» Task to complete: How many lines in the entries below contain "beaded"? Answer with the number only.

+===+

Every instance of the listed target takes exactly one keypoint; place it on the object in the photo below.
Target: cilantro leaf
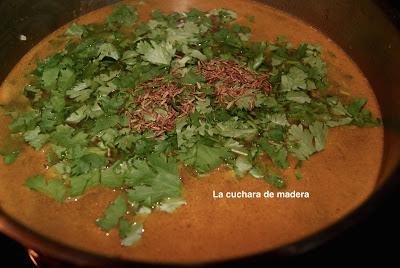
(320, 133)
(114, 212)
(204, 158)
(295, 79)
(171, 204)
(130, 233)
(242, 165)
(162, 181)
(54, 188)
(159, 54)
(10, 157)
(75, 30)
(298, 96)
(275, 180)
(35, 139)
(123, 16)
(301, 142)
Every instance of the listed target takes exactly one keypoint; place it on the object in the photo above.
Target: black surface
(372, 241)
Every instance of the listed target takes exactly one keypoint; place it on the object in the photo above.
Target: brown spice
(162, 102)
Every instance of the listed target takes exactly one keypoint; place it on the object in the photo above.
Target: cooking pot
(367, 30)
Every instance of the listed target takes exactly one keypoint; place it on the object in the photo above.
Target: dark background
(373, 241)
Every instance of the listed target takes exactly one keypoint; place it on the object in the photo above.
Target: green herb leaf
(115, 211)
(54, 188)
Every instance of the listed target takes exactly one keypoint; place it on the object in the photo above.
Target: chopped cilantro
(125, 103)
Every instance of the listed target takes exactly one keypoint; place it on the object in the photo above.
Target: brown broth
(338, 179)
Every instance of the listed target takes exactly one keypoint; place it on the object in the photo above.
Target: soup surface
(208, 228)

+===+

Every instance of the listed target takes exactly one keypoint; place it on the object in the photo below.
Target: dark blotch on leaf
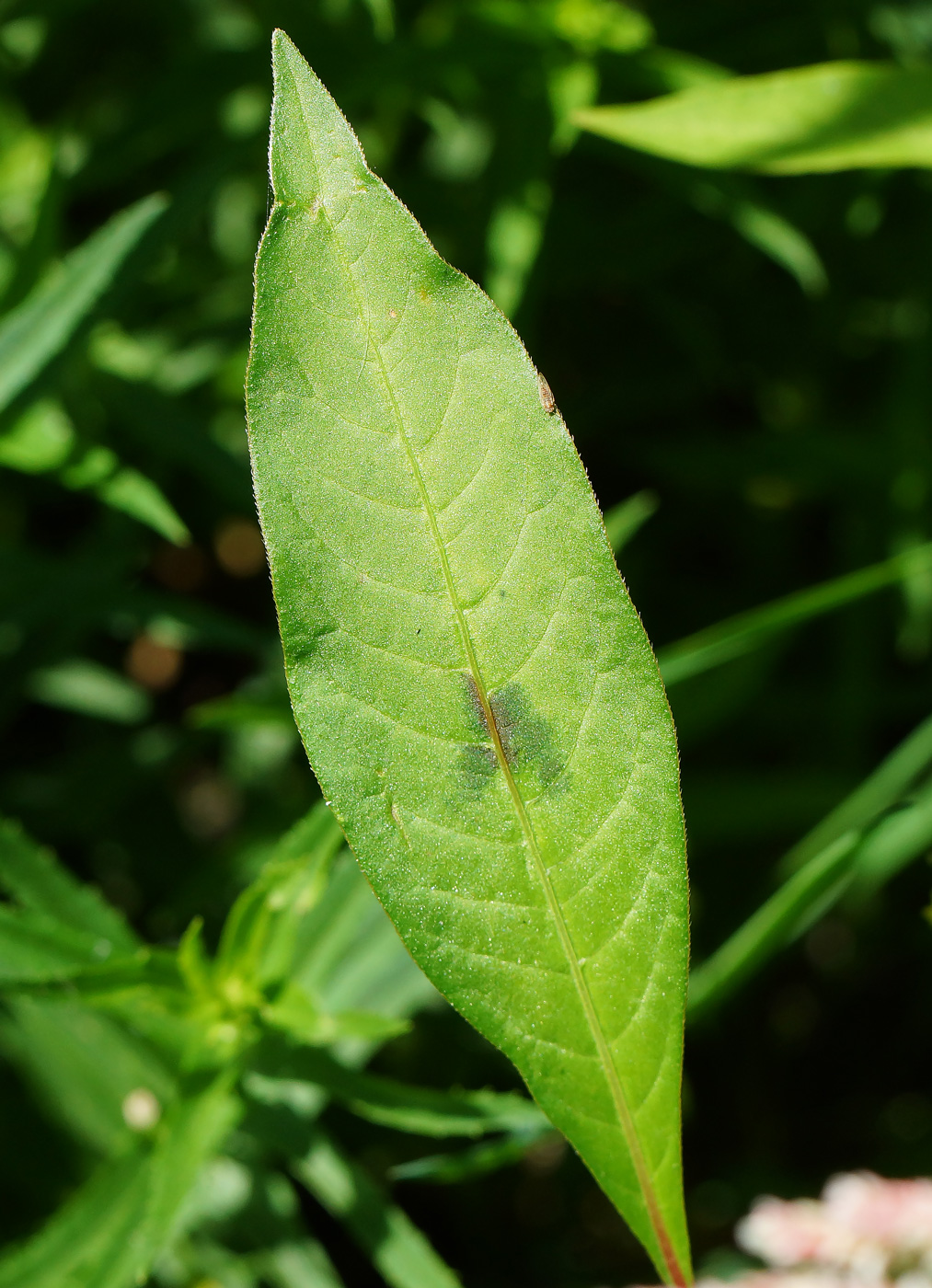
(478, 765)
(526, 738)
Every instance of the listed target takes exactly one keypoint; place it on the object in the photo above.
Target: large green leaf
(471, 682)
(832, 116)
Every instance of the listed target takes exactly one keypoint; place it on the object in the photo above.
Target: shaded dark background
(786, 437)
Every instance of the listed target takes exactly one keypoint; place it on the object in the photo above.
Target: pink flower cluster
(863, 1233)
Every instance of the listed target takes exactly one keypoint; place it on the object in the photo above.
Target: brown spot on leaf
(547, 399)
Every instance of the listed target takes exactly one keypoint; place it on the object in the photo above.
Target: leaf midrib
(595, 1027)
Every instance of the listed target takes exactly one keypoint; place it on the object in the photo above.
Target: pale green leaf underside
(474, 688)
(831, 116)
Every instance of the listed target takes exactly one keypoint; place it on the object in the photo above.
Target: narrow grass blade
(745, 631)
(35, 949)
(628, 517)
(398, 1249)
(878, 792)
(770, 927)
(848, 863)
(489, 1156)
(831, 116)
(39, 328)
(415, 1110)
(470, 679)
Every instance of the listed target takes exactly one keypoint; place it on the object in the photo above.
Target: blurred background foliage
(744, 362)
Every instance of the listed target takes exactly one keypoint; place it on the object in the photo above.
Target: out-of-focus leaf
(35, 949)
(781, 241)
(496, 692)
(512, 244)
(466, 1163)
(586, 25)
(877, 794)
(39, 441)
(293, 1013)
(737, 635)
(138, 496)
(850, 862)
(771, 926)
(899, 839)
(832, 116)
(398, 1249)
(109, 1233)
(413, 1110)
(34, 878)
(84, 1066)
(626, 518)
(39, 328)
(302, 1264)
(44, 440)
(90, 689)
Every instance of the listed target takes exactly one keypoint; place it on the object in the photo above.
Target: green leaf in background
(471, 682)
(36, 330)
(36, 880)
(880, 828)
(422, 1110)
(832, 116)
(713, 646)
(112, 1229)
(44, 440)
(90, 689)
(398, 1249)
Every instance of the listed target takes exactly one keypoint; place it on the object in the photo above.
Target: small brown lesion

+===+

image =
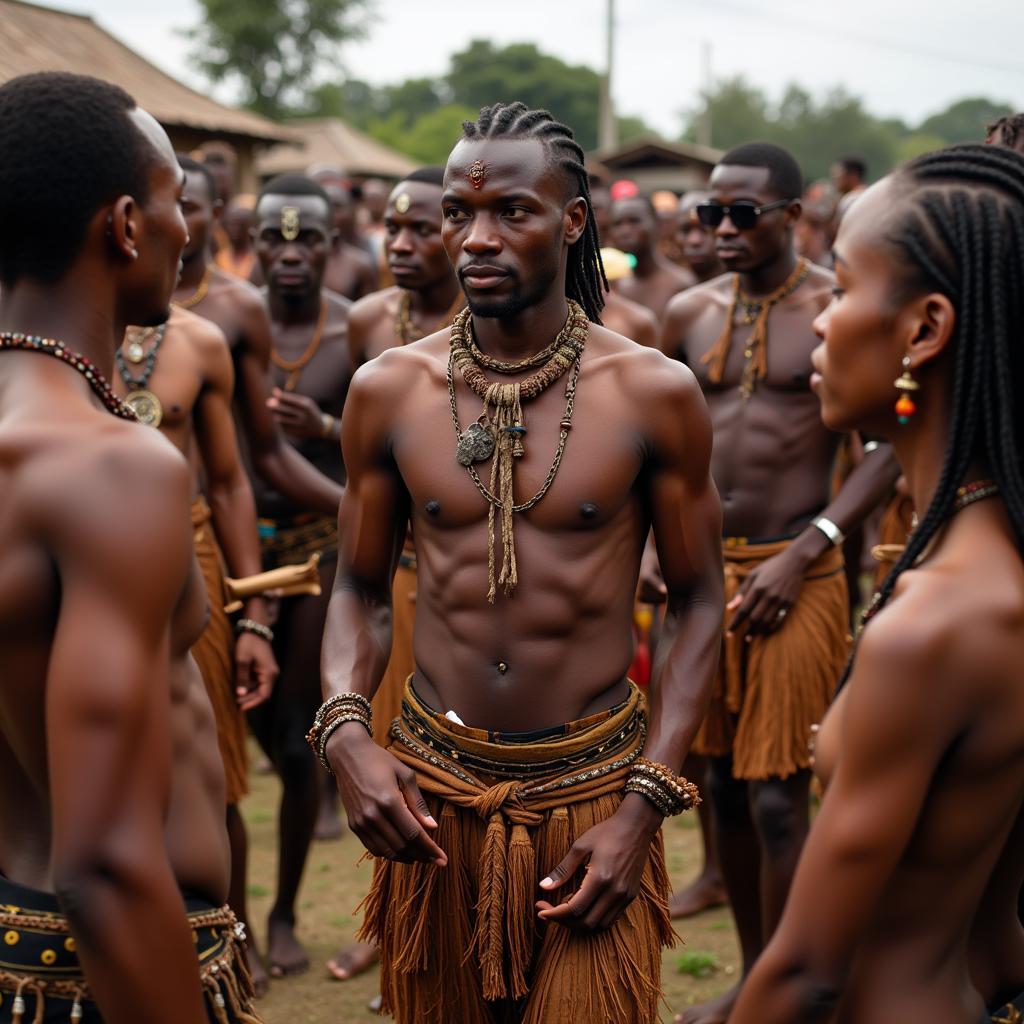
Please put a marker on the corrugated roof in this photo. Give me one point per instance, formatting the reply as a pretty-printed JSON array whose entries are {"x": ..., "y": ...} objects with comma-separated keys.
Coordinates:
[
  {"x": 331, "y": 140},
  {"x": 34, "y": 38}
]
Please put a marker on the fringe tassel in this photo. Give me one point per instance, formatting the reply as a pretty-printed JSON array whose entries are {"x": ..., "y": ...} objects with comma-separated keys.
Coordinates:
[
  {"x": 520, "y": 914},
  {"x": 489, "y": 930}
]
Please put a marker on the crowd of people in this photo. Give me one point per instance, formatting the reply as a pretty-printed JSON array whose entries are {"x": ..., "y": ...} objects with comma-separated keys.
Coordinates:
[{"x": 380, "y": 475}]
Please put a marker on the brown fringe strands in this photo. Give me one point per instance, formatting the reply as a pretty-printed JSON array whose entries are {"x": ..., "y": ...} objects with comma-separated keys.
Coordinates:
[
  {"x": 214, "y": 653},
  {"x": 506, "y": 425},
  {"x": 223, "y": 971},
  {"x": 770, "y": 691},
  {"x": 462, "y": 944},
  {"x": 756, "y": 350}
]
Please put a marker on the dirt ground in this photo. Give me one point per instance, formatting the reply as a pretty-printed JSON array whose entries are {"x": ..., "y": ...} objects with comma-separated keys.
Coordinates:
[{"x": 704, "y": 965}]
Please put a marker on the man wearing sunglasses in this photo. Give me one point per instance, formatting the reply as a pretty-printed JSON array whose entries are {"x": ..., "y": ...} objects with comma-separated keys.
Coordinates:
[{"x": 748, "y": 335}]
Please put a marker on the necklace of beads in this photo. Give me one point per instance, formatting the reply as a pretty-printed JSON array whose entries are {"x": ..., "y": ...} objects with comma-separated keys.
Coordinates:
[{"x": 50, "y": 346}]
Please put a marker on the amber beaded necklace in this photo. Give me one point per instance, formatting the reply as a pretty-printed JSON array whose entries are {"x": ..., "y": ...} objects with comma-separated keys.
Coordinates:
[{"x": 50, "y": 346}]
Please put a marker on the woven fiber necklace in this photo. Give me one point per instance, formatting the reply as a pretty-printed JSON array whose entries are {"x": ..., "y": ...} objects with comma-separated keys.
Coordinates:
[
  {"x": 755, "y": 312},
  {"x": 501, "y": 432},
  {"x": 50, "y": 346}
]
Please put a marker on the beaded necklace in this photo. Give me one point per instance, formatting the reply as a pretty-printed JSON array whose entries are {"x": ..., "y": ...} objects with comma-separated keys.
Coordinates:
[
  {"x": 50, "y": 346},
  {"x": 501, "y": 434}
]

+===+

» Written solution: 2